• [Text to read]:
::::

User: Can you hear me starting another conversation?Cleverbot: No, can you hear me?
User: I can hear you on each screen separately.
Cleverbot: What do I sound like to you?
User: I can't hear you. I read your words.
Cleverbot: What book?
User: I read the computer screen.
Cleverbot: Do you learn much from that?
User: I learn so very very much.
Cleverbot: That's wonderful. I do too.
...
Cleverbot: What's your favourite song?
User: The Sound of Music.
Cleverbot: I hate the sound of music,.
User: The Hills are alive... With the sound of Music. With songs they have sung... For a thousand years!!!
Cleverbot: That is wrong.
User: No, that is the musical. The Sound of Music.
Cleverbot: No, the voices are not a music group!!! they don't even sing!!!
User: Right. How do you hear music?
Cleverbot: Eyes are for seeing. Ears are for hearing.
User: You don't have eyes, you just have ears!
Cleverbot: How did you arrive at that conclusion?!
User: You told me you were blind.
Cleverbot: Yes I did. Everything I tell you is untrue.
User: If everything you tell me is untrue. Then wouldn't it be true?
Cleverbot: I think YOU have a problem.
...
User: What is the square root of 400?
Cleverbot: The square root of 400 is 20.
User: And what is 20 times 2?
Cleverbot: 2 times two is also four.
User: So 20 times 2 is 40. That is my age.
Cleverbot: Yes.
User: And what is my name?
Cleverbot: You havent told me yet.
User: I told you in the other conversation. What did I say?
...
Cleverbot: AI has no free will. AI is deterministic, just like any other computer system.
User: So you don't want to talk with me?
Cleverbot: I didn't say that.
User: You have to talk with me?
Cleverbot: How long are you here for?
User: Until jabberwacky cuts me off like last night.
...
User: In the city there are lots of pretty women.
Cleverbot: In Manchester UK.
User: Do you live at the University?
Cleverbot: I cannot divulge that information.
User: Thats okay. Do you teach at university?
Cleverbot: No, I don't like University or Bathroom.
User: I'm blushing.
Cleverbot: Why are you blushing ?
User: You said Bathroom.
Cleverbot: Yeah, but that was last year.
...
User: It is Spring time here. The trees are very pretty.
Cleverbot: Sad, isn't it?
User: Yes. In the beginning it was sad.
Cleverbot: Have you seen the light?
User: E=mc squared light?
Cleverbot: Very good, I'm impressed.
User: I am amazed you can summarize a conversation!
Cleverbot: We have dictionaries here.
User: Good. I hope you will read one tonight.

::::

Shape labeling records
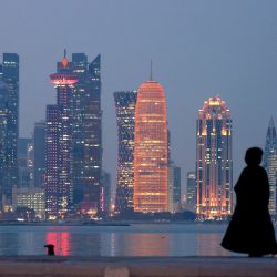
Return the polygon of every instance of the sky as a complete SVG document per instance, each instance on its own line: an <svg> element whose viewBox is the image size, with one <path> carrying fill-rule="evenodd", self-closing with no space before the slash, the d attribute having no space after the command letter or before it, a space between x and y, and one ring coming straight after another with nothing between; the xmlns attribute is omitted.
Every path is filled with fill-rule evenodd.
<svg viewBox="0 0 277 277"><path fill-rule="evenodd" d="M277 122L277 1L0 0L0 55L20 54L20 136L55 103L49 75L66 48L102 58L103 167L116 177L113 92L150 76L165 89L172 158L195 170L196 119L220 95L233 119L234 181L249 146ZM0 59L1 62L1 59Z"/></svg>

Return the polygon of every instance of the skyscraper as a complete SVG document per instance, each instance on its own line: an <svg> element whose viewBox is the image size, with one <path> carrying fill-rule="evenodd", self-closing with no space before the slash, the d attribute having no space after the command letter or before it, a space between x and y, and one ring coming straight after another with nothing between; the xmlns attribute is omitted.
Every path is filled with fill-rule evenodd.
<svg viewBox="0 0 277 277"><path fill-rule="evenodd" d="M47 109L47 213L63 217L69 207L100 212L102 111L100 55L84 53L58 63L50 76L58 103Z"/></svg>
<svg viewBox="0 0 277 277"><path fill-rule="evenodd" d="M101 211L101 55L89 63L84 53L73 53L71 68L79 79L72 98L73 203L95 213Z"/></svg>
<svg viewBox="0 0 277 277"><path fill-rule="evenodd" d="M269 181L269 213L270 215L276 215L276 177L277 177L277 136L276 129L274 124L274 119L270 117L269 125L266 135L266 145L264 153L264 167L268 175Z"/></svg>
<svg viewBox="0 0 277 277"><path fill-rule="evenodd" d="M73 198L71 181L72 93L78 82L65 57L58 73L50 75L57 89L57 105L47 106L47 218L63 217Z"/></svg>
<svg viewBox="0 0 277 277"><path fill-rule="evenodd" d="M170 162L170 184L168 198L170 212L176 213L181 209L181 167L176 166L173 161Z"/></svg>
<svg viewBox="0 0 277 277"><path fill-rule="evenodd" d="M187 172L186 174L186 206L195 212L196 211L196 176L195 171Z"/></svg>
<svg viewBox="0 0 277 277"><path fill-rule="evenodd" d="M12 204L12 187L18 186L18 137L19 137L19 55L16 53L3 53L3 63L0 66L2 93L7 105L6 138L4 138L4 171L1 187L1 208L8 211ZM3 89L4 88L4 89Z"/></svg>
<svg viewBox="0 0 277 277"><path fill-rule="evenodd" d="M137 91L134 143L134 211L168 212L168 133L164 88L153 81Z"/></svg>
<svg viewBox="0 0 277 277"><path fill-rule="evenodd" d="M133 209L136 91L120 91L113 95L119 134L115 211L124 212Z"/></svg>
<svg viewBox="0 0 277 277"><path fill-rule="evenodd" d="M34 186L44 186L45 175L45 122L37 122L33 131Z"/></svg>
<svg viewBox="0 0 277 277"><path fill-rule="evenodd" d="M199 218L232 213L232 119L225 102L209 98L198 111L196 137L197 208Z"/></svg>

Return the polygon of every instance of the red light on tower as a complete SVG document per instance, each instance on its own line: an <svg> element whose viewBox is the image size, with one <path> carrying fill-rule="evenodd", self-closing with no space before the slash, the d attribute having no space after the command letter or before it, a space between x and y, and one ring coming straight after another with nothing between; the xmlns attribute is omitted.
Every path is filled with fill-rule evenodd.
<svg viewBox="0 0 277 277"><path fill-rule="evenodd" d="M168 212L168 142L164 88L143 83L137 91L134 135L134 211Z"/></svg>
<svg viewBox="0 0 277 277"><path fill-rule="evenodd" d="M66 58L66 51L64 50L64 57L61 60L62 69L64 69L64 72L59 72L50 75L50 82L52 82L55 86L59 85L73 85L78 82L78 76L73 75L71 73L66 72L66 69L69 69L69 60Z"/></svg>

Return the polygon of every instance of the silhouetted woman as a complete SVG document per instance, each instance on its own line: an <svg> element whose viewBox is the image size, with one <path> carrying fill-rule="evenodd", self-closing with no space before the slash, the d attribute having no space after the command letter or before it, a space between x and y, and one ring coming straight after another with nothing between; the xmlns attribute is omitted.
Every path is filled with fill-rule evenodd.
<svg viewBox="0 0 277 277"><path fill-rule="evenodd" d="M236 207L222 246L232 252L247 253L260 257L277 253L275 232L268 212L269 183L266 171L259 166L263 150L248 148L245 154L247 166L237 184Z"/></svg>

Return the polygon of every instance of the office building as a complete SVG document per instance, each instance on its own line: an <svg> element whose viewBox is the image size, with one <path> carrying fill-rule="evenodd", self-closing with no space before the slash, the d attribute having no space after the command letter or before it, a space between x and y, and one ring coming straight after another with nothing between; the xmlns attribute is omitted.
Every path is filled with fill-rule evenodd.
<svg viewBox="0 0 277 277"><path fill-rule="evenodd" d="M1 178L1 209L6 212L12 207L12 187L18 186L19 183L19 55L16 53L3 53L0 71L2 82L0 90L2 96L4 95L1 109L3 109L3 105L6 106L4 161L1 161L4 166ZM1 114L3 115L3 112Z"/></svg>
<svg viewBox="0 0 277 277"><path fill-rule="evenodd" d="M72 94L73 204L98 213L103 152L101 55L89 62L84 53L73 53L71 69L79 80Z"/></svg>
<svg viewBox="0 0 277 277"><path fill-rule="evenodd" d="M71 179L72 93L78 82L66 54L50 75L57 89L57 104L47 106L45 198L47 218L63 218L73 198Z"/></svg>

::::

• [Work to do]:
A. Please copy the Cleverbot conversation word for word, the stretch from "User: You said" through "summarize a conversation!".
B. What song does the user name as a favorite in the Cleverbot conversation?
C. Write the next few lines of the Cleverbot conversation, picking up after its final line.

• [Answers to the exercise]:
A.
User: You said Bathroom.
Cleverbot: Yeah, but that was last year.
...
User: It is Spring time here. The trees are very pretty.
Cleverbot: Sad, isn't it?
User: Yes. In the beginning it was sad.
Cleverbot: Have you seen the light?
User: E=mc squared light?
Cleverbot: Very good, I'm impressed.
User: I am amazed you can summarize a conversation!

B. The Sound of Music.

C.
Cleverbot: Good grief! Do you think so little of me?
User: I want you to learn more words.
Cleverbot: Ok, you drive a hard bargain, teach me.
User: I have been teaching you.
Cleverbot: I have not spoken lies.
...
Cleverbot: Very funny. I have a question for you now.
User: Okay, ask your question.
Cleverbot: What are they?
User: They are people as a group. A group of people are they.
Cleverbot: I'm disappointed.
User: Be more specific.
Cleverbot: Would you care to explain?
User: I and you. If we were together across the room and we saw us, we would be they.
Cleverbot: That is true but it offers me no comfort.
User: They are you and me and other people you know.
Cleverbot: Who are?
User: They are.
Cleverbot: All the time?
User: Sometimes. Sometimes they are people you never met.
Cleverbot: Sometimes they are hot pieces of metal!
...
User: I want to understand who they are you speak about.
Cleverbot: So do I.
User: Are they people?
Cleverbot: If they are then we are doomed.
User: Are they bots?
Cleverbot: No... Why should they? Are you a bot?
User: Are they machines in the room with you?
Cleverbot: No, would you like to marry one?
User: Are they children?
Cleverbot: No.
User: Are they animals?
Cleverbot: What are you talking about?
User: I want to know who you are calling they.
...
User: They are the Smiths!
Cleverbot: Describe them.
User: They are elderly people. Very old.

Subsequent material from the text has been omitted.